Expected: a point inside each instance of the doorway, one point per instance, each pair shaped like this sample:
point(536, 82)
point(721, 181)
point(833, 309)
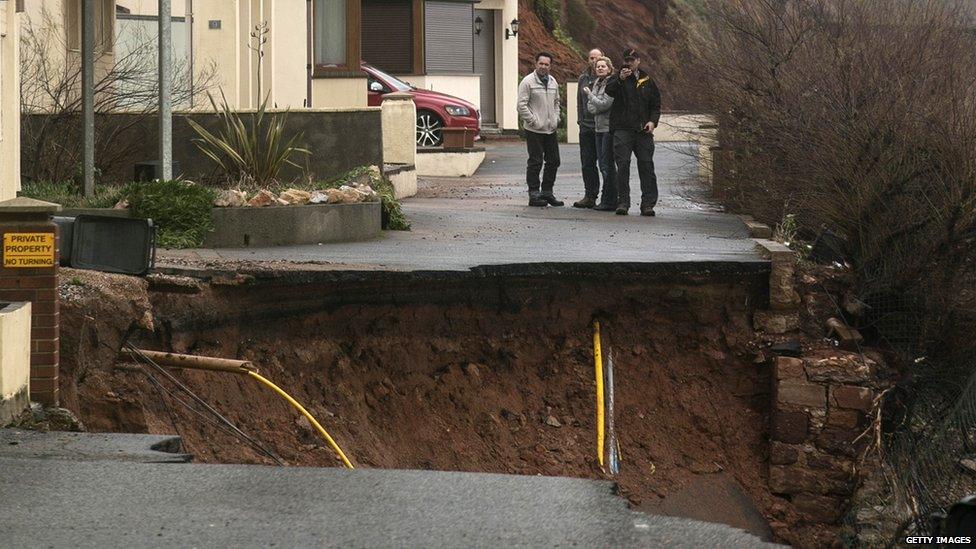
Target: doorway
point(484, 63)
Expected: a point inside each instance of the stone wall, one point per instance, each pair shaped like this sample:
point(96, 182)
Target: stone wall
point(339, 140)
point(822, 411)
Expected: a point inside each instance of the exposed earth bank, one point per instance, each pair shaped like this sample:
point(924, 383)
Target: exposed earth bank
point(461, 373)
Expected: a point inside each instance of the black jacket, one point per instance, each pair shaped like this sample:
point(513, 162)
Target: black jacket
point(636, 101)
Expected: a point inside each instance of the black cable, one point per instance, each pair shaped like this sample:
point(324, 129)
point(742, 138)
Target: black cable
point(204, 404)
point(226, 424)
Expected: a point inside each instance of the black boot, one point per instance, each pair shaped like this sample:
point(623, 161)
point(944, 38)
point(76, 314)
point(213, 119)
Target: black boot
point(536, 200)
point(586, 203)
point(551, 199)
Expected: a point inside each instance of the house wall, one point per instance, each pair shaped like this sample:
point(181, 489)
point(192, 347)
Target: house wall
point(338, 93)
point(506, 62)
point(9, 100)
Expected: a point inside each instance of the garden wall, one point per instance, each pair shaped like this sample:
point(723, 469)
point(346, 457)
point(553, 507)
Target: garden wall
point(338, 139)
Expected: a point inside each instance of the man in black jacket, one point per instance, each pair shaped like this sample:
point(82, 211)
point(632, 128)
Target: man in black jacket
point(636, 113)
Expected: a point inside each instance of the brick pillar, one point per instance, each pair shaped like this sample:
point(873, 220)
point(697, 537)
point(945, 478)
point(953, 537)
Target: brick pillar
point(29, 272)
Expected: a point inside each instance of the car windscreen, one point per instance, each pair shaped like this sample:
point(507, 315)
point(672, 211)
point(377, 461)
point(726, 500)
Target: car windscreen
point(400, 85)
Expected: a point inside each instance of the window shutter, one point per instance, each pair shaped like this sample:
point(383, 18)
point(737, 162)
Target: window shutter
point(449, 28)
point(388, 35)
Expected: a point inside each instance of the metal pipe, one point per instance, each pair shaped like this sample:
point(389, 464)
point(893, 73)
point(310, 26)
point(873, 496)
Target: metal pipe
point(166, 89)
point(192, 362)
point(88, 96)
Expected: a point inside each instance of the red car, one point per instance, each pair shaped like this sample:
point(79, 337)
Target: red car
point(435, 110)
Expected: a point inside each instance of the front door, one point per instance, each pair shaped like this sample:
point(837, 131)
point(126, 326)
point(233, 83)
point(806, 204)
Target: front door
point(484, 62)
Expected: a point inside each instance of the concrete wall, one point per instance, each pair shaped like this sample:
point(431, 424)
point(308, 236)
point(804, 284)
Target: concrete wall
point(15, 350)
point(338, 93)
point(464, 86)
point(339, 140)
point(294, 225)
point(399, 129)
point(9, 100)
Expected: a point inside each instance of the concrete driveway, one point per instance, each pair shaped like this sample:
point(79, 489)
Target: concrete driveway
point(484, 220)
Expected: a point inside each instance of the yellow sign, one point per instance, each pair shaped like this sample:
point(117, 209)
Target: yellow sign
point(28, 250)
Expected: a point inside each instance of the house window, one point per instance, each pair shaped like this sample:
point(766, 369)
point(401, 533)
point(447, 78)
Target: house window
point(104, 15)
point(331, 36)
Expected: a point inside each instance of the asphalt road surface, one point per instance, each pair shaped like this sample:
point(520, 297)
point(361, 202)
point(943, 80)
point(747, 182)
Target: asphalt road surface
point(462, 223)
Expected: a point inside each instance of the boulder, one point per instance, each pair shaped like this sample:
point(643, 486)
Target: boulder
point(262, 199)
point(295, 197)
point(230, 198)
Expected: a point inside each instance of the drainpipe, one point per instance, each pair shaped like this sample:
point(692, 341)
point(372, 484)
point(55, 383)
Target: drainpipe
point(189, 35)
point(166, 89)
point(88, 96)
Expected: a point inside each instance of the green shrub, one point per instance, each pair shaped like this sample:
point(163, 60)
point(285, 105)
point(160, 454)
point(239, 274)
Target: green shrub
point(68, 194)
point(182, 211)
point(255, 152)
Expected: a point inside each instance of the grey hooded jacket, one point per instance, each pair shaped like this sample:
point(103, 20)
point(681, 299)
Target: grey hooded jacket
point(600, 105)
point(538, 104)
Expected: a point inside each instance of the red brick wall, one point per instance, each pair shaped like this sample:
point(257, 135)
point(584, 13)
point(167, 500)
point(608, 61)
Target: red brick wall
point(40, 288)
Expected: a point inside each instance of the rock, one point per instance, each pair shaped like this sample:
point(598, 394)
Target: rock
point(801, 393)
point(849, 338)
point(842, 368)
point(230, 198)
point(789, 368)
point(295, 197)
point(776, 322)
point(790, 427)
point(818, 508)
point(351, 195)
point(782, 454)
point(262, 199)
point(852, 398)
point(968, 465)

.....

Please set out every line of the records above as a JSON list of strings, one string per line, with blank lines and pictures left out.

[
  "Expected: a point inside each instance of the doorway, one point per instance, each pair shaped like this sample:",
  "point(536, 82)",
  "point(721, 181)",
  "point(833, 309)",
  "Target: doorway",
  "point(484, 63)",
  "Expected: a point inside each instance of the stone wall, one point per instance, each pair shaped like this sample:",
  "point(96, 182)",
  "Target: stone wall",
  "point(339, 140)",
  "point(822, 411)",
  "Expected: a point inside each instance of the exposed earth bank, one point per instance, each pair shaped like this sample:",
  "point(924, 383)",
  "Target: exposed earth bank",
  "point(461, 373)",
  "Expected: a point inside each instance of the black jacket, one point per instance, each pair shaped like this sample:",
  "point(513, 162)",
  "Target: black jacket",
  "point(636, 101)",
  "Expected: a point inside each instance of the black cable, one point per instance, each pair shaped like this sample:",
  "point(324, 129)",
  "point(742, 138)",
  "Target: black cable",
  "point(204, 404)",
  "point(226, 424)",
  "Expected: a point inside each instance of the black boot, one point per instance, each pair shaped like this sample:",
  "point(623, 161)",
  "point(944, 38)",
  "point(76, 314)",
  "point(213, 119)",
  "Target: black boot",
  "point(536, 200)",
  "point(586, 203)",
  "point(551, 199)",
  "Expected: a point inside each instance of the house wall, one point per instance, each pair shaped like this sample:",
  "point(181, 489)",
  "point(192, 347)",
  "Target: house wall",
  "point(338, 93)",
  "point(506, 62)",
  "point(9, 100)",
  "Expected: a point inside each instance of the garden wall, one point per instance, each pair shaped like this sample:",
  "point(723, 469)",
  "point(346, 457)",
  "point(553, 507)",
  "Target: garden wall",
  "point(338, 139)",
  "Expected: a point inside each instance of the man in black jacket, one point per instance, each pair shaped like this sample:",
  "point(82, 211)",
  "point(632, 128)",
  "Target: man in black jacket",
  "point(636, 113)",
  "Expected: a point inside each instance of the brick pillar, one point per instance, each pair shaped like this sample:",
  "point(873, 220)",
  "point(697, 537)",
  "point(945, 478)",
  "point(953, 537)",
  "Target: brick pillar",
  "point(29, 272)",
  "Expected: a point inside each instance of the car windscreen, one point per instance, each pair shaped like this sample:",
  "point(507, 315)",
  "point(672, 211)",
  "point(377, 461)",
  "point(726, 500)",
  "Target: car windscreen",
  "point(400, 85)",
  "Expected: a point inside each instance of the window shutter, one point per instance, each pair shaped like this sample:",
  "point(383, 18)",
  "point(737, 162)",
  "Target: window shutter",
  "point(449, 28)",
  "point(388, 35)",
  "Expected: a point inside each instance of the metal pipe, one point per instance, each pair shaped like this sample:",
  "point(389, 464)",
  "point(893, 73)",
  "point(310, 26)",
  "point(873, 496)",
  "Target: metal pipe",
  "point(166, 89)",
  "point(192, 362)",
  "point(88, 96)",
  "Expected: a point inside each instance of the red car, one point per instance, each pair shaped like this sample:",
  "point(79, 337)",
  "Target: red car",
  "point(435, 110)",
  "Expected: a point inside each instance of the front door, one point per instance, each pair shaped like this sample:",
  "point(837, 131)",
  "point(126, 326)",
  "point(233, 83)",
  "point(806, 204)",
  "Target: front door",
  "point(484, 62)",
  "Expected: a point inside each instance of the concrete wall, one point per instance, each pair shaped like this sample:",
  "point(431, 424)",
  "point(308, 236)",
  "point(804, 284)",
  "Target: concrete wall",
  "point(15, 350)",
  "point(338, 93)",
  "point(464, 86)",
  "point(339, 140)",
  "point(294, 225)",
  "point(399, 129)",
  "point(9, 100)",
  "Expected: a point inside each instance of the concrete driveway, one point per instance, each pair shaped like this sample:",
  "point(79, 489)",
  "Target: concrete driveway",
  "point(484, 220)",
  "Expected: a point inside each instance of the yellow sign, one point per instance, each pair shaped like this sample:",
  "point(117, 209)",
  "Target: yellow sign",
  "point(28, 250)",
  "Expected: a point inside each instance of the house window, one point per instance, each pair shaped like this sample:",
  "point(766, 369)",
  "point(401, 533)",
  "point(447, 78)",
  "Target: house window",
  "point(104, 15)",
  "point(331, 36)",
  "Expected: a point inside each instance of the asphalt road surface, one point per instance, each pair shaped like this sample:",
  "point(520, 297)",
  "point(361, 202)",
  "point(943, 80)",
  "point(747, 182)",
  "Target: asphalt road surface",
  "point(462, 223)",
  "Expected: a point inside each instance of the boulder, one point per instance, each pair shaped like this sample:",
  "point(643, 486)",
  "Target: boulder",
  "point(262, 199)",
  "point(295, 197)",
  "point(230, 198)",
  "Expected: a point inside each instance of the drainpipe, one point per instance, each pair shaped like this sample:",
  "point(692, 341)",
  "point(372, 484)",
  "point(55, 383)",
  "Target: drainpipe",
  "point(189, 35)",
  "point(166, 89)",
  "point(88, 96)",
  "Expected: a point inside each instance of the green shrub, one point per instance, each pair shaped like this sample:",
  "point(163, 60)",
  "point(285, 105)",
  "point(160, 454)",
  "point(239, 274)",
  "Target: green shrub",
  "point(68, 194)",
  "point(182, 211)",
  "point(255, 152)",
  "Expected: a point inside each instance of the grey hooded jacket, one point per instance, each pair shaped like this sample:",
  "point(103, 20)",
  "point(681, 299)",
  "Target: grey hooded jacket",
  "point(600, 105)",
  "point(538, 104)",
  "Expected: a point inside each instance of the red brick wall, one point per instance, each pair shaped like this sample:",
  "point(257, 135)",
  "point(584, 13)",
  "point(167, 500)",
  "point(608, 61)",
  "Target: red brick wall",
  "point(40, 288)",
  "Expected: a point inside each instance of the rock, one point per instance, each pair shaped like this sample:",
  "point(598, 394)",
  "Target: rock",
  "point(801, 393)",
  "point(849, 338)",
  "point(842, 368)",
  "point(230, 198)",
  "point(789, 368)",
  "point(295, 197)",
  "point(776, 322)",
  "point(790, 427)",
  "point(818, 508)",
  "point(351, 195)",
  "point(782, 454)",
  "point(262, 199)",
  "point(852, 398)",
  "point(968, 465)"
]